# cherokee 7 stars in a 4 loop environment

Normally the first Inuit weave or its inverse is applied to Opening A or some other 3-loop configuration. But what would happen if you started with a 4- loop opening? Using circle notation, it’s easy to envision a classic 3-loop weave transplanted into a 4-loop environment.

To do this one simply adds an extra circle to the end of each row in the corresponding chart.

When the charts for the first Inuit weave and its inverse are emended in this way, two new weaves emerge: (I-1)4 and (I-1′)4 (the “4” suggests a 4-loop environment). See charts 12 and 13.

When these weaves are spliced into the chart for ‘Cherokee Seven Stars’, a beautiful new figure results (below, chart 14).

The center star splits, and two internal transverse strings now pass through each of the eight stars.

##############################

◆ **YOUR INSTRUCTIONS**:
List every chart number that the passage on Cherokee Seven Stars in a 4-loop environment refers to. Use only the passage above to complete this.

◆ **AVAILABLE DATA**:
##############################

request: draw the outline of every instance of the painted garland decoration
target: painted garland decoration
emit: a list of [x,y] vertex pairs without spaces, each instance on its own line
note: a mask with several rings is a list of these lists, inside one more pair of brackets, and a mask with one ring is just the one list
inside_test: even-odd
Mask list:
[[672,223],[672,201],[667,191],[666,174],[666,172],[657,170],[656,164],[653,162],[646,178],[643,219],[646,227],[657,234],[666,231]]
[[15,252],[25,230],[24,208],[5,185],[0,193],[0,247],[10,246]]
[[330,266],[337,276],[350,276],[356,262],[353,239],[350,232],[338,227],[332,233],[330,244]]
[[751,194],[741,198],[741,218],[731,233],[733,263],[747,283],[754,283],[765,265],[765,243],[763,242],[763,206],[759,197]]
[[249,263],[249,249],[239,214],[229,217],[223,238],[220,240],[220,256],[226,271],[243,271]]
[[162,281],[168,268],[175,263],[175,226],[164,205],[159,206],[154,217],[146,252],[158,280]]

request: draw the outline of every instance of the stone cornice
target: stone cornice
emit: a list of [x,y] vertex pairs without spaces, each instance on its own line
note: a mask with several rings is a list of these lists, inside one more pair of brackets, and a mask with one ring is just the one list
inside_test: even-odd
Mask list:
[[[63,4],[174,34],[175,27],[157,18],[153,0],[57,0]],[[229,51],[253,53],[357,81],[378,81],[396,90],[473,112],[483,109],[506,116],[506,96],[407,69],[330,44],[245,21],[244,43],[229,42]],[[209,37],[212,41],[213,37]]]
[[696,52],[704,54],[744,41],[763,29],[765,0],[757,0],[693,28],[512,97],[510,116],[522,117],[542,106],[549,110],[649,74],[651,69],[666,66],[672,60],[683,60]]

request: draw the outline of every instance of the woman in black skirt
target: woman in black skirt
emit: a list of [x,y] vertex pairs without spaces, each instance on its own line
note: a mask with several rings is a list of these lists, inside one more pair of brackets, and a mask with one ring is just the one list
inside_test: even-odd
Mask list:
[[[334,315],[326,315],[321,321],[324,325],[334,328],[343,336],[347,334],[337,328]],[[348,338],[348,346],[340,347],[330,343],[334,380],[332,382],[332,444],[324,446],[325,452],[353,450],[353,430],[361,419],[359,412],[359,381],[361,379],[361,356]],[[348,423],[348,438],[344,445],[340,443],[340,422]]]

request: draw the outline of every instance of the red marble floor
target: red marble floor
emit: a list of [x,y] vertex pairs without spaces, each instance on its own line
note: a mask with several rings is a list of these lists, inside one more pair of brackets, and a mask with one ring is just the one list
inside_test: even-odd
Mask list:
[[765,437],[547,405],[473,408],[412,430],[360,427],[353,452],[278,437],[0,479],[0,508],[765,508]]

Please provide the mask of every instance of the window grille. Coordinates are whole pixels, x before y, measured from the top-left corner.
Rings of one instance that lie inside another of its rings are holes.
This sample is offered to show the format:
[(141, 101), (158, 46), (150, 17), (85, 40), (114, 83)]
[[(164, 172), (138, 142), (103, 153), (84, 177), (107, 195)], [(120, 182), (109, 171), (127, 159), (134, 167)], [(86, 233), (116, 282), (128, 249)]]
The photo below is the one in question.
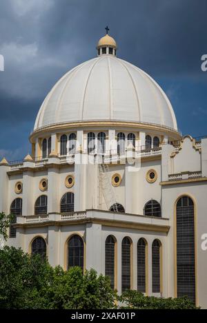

##############################

◆ **WRITTEN ANSWER**:
12, 13, 14